[Opening PROVIDED ENTRIES section]

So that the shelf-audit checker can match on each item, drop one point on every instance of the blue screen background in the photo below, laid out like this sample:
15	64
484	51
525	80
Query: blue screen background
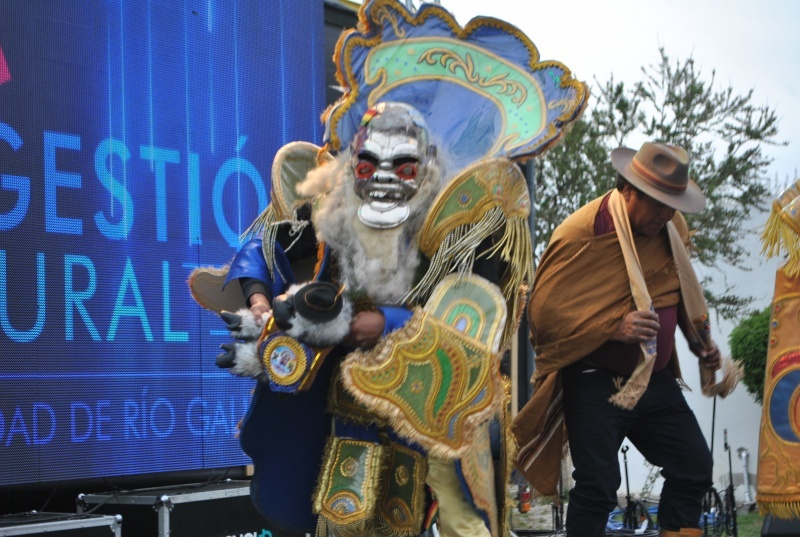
136	142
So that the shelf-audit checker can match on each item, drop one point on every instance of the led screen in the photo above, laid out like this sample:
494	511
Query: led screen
136	142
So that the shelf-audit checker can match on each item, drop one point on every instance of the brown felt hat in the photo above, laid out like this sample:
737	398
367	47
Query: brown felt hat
662	172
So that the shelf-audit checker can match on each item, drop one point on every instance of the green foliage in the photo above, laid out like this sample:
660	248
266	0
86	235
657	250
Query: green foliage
749	344
673	103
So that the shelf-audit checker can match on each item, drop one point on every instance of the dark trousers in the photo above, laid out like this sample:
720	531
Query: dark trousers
661	426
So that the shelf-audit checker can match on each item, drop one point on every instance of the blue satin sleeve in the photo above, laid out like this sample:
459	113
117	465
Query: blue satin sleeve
395	318
249	262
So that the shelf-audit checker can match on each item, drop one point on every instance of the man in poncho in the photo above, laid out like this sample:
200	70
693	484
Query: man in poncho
613	285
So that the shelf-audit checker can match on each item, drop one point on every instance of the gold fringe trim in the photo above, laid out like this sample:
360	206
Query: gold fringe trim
363	526
395	417
628	395
787	509
457	254
781	233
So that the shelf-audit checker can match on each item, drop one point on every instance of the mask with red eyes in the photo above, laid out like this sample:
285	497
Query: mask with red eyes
389	158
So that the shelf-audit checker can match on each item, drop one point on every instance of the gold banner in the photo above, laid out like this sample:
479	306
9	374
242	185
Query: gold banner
778	484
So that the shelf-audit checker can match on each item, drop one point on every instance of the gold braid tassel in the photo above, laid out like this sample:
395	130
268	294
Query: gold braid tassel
457	254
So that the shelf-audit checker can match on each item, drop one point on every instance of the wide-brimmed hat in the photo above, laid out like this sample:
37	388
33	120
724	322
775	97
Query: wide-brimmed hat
662	172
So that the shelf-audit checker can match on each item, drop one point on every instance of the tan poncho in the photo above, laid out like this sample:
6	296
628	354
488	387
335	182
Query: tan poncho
581	293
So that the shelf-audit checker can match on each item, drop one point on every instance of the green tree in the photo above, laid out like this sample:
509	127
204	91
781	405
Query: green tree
726	134
749	344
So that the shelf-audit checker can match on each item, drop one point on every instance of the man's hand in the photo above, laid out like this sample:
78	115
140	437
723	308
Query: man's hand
366	329
710	357
637	327
259	305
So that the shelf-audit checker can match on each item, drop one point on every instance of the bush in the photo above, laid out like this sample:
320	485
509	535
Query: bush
749	343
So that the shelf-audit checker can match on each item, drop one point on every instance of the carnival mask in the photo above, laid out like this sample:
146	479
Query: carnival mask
389	156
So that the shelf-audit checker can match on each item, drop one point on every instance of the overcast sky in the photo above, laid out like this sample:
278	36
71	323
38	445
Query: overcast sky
750	46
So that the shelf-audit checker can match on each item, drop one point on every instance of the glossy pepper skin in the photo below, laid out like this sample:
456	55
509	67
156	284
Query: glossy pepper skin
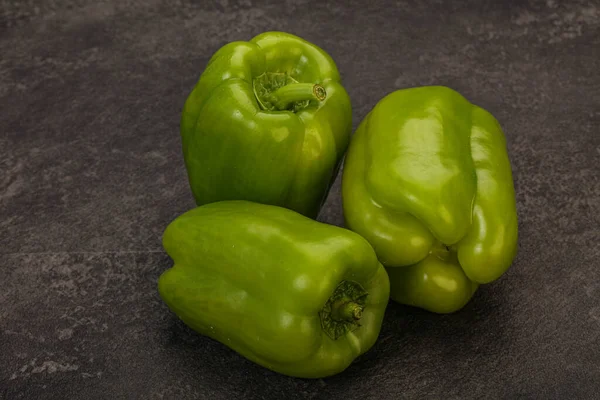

[Closing PROVIDED ENTRIES section]

Every line above is to be repeated exactly, but no picture is to appear in the copy.

So that the shelf-audit checker can match on each item, drop one point on every instance of the blue screen background in the photo below, laid out like this sample:
15	64
484	51
525	80
Query: blue screen background
136	142
So that the shelf-audit checker can match on each item, drop one point on every instance of the led screen in the photo above, laid out like this sample:
494	511
Query: led screen
136	142
So that the shelf-audit checker can match on each item, drop one point on every instance of the brown felt hat in the photo above, laid out like this sample:
737	398
367	47
Query: brown felt hat
662	172
So that the shelf-audit checker can match on each item, drop one point on every instance of the green foliage in the photo above, laid out like this sample:
660	248
266	0
86	235
657	250
Query: green foliage
749	344
673	103
So that the shelf-audit checker can match on each item, drop one point on every instance of the dark trousers in the photo above, laid out like this sample:
720	531
Query: dark trousers
661	426
So that the shelf-audit checker can match on each item, drop one point on every instance of the blue satin sleeve in the photo above, laid out like this sample:
459	113
117	465
Query: blue satin sleeve
395	318
249	262
So that the shelf-audit checker can match on each item, drop one point on every instance of the man in poncho in the photo above, laid out like this sample:
200	70
693	484
Query: man in poncho
613	285
So that the shelf-audit checker can match on each item, drop one point on every instance of the gold fringe trim in the photo above, laid out like this sample:
360	206
Query: gold fringe trim
363	526
395	417
628	395
787	509
457	254
781	233
So that the shelf-audit checker can match on each item, drop one point on every instance of the mask with red eyes in the photo above, laid out like this sample:
285	497
Query: mask with red eyes
389	158
So that the shelf-audit checker can match on each item, drop one point on every instance of the gold banner in the photo above, laid out like this sample:
479	306
9	374
242	185
Query: gold banner
778	484
So that the shelf-audit checker can match on each item, drop one point on every instance of the gold braid tassel in the photo above, laid out like this sample:
395	130
268	294
Query: gold braid tassel
457	254
So that the shelf-audit checker can match on each item, drop one point on every instance of the wide-brimmed hat in the photo above, laid out like this sample:
37	388
33	120
724	322
775	97
Query: wide-brimmed hat
662	172
So that the shelf-audit checker can match on each item, drop one point on every instance of the tan poncho in the photo above, laid out like this sample:
6	296
628	354
488	387
335	182
Query: tan poncho
581	293
So that the shelf-audit checker can match on each item, drop one point on every instance of the green tree in the photo above, laid out like this sample:
509	127
204	91
781	405
Query: green tree
726	134
749	344
So that the shelf-audit checker can match on each item, drop one point on every instance of the man's hand in the photo above, laid out like this sample:
78	115
140	437
723	308
Query: man's hand
366	329
710	357
637	327
259	305
So that the shelf-audit checker can match on each item, drop one point on every instance of the bush in the photo above, laid out like this sample:
320	485
509	535
Query: bush
749	343
So that the shelf-audit checker can match on each item, drop one point on every instance of the carnival mask in the photo above, laid out like this sample:
146	479
Query: carnival mask
389	156
So that the shelf-audit checker can match on each item, drop one point on every instance of the overcast sky in the photo above, laid out like this sample:
278	36
71	323
38	445
Query: overcast sky
750	46
So that the shelf-audit checker can match on each item, drop one point on every instance of the glossy pepper skin in the photo below, laid out like this sample:
456	55
509	67
156	284
Query: glossy pepper skin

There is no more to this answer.